### Problem details
Transcribe only the last portion of the material: exactly the lines from the one with "Target: small white bowl" through the end, inclusive.

### Provided entries
((

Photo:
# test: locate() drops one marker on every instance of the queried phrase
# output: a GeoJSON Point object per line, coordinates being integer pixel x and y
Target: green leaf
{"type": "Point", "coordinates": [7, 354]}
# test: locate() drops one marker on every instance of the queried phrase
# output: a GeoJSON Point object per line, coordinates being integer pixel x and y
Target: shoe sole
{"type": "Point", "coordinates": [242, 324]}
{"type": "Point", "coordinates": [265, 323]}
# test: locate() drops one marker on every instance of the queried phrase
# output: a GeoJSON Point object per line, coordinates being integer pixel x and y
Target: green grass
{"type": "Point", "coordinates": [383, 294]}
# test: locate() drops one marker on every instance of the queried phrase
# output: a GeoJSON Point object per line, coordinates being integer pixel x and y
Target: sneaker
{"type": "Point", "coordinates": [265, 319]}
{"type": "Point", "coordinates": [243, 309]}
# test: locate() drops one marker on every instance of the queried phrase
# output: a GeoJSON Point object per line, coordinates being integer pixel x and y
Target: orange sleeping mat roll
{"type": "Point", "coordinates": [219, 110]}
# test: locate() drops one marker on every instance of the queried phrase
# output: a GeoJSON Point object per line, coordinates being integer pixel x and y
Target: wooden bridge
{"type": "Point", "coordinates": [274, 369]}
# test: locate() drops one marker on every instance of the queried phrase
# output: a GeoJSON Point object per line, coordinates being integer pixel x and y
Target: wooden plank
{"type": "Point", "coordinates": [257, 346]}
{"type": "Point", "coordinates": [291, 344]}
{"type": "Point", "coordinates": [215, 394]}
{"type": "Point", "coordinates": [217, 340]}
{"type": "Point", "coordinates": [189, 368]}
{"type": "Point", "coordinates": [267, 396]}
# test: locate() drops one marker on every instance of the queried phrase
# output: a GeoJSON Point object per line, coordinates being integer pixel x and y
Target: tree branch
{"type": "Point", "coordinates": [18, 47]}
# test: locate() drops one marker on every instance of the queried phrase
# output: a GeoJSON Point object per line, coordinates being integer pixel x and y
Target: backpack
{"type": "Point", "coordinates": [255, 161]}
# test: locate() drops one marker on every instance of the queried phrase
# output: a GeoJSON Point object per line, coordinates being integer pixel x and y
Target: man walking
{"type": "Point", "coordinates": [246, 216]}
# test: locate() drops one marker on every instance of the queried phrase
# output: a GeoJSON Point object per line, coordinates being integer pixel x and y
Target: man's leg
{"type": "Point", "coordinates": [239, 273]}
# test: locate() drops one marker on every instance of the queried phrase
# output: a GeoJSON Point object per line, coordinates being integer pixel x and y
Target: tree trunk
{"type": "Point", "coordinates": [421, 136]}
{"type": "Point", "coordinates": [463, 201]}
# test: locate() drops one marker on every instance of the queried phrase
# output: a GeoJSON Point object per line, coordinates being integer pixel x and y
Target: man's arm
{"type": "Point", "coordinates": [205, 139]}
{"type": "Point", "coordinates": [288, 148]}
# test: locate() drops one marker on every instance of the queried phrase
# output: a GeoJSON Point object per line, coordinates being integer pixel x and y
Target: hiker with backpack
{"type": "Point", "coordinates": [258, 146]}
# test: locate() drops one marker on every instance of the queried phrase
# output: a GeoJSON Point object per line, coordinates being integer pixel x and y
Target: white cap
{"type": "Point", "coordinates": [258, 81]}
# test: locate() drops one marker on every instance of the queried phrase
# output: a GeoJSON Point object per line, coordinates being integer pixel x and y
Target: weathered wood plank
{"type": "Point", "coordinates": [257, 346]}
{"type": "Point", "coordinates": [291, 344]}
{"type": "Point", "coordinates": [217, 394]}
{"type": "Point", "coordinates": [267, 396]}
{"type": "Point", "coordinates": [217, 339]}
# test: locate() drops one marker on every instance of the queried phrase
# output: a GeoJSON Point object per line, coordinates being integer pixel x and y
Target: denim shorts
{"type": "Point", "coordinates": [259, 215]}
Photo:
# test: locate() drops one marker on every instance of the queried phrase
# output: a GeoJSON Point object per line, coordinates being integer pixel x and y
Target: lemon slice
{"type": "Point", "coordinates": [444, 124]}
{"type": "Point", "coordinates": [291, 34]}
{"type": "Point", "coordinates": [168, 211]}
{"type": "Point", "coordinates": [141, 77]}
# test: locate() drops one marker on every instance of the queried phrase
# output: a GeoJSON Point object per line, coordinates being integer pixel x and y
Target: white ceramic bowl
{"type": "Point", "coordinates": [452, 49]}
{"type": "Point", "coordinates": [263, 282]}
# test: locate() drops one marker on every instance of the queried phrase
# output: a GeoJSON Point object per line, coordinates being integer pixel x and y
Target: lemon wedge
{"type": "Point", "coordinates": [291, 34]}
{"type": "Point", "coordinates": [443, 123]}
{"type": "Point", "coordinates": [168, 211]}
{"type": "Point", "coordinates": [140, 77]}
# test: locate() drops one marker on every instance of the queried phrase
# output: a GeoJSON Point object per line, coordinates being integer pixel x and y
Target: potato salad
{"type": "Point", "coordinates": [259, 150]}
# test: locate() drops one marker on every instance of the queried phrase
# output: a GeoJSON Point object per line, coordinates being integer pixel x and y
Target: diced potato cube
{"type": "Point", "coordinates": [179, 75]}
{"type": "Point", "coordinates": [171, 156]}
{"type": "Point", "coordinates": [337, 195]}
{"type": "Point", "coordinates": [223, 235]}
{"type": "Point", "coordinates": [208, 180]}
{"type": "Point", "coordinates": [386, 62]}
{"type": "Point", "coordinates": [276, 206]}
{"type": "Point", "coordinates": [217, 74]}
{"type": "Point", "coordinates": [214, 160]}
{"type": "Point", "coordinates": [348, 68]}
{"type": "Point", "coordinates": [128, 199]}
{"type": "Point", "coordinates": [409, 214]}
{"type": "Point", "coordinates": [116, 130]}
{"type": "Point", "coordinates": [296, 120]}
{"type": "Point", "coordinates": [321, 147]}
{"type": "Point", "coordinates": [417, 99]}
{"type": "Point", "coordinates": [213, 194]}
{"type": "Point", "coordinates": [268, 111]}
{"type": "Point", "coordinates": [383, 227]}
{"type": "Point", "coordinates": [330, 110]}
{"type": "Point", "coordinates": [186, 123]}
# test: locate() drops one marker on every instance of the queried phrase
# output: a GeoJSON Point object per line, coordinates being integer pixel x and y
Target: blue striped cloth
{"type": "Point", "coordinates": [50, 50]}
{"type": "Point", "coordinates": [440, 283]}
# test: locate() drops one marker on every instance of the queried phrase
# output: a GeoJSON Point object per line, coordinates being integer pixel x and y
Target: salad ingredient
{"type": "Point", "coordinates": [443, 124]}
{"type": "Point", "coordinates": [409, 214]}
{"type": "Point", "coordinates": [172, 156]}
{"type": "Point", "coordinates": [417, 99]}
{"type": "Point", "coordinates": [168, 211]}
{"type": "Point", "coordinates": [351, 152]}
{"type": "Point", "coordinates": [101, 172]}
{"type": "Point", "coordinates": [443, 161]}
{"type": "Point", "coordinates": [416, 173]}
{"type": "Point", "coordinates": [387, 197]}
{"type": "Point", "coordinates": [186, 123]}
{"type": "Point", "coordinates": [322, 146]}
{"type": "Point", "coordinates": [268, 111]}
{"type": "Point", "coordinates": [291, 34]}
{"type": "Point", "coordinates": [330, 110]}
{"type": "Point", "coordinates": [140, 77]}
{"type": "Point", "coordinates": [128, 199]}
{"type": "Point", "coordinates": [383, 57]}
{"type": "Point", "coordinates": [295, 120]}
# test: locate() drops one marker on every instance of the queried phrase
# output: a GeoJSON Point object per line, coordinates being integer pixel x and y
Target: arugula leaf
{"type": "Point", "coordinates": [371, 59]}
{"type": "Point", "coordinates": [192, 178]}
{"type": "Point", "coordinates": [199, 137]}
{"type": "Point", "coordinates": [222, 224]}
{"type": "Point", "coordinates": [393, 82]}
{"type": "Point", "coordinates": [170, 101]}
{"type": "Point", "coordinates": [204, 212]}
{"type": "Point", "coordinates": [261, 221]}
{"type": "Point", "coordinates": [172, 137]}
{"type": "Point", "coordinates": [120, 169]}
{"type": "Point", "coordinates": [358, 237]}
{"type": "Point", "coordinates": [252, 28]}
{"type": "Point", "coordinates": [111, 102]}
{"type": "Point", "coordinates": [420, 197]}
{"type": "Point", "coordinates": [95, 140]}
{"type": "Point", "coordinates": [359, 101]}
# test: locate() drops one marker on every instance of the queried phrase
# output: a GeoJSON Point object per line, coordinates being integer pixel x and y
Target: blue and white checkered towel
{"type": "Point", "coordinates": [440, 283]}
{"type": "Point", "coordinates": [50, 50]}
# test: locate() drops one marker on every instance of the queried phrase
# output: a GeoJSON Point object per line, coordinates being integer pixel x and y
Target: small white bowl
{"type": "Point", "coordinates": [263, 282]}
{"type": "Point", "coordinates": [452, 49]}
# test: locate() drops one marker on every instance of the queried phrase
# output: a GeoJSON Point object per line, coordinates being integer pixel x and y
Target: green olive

))

### Solution for this exercise
Target: small white bowl
{"type": "Point", "coordinates": [263, 282]}
{"type": "Point", "coordinates": [452, 49]}
# test: locate() drops one marker on every instance of the queried phrase
# output: a GeoJSON Point object per line, coordinates being integer pixel x and y
Target: green olive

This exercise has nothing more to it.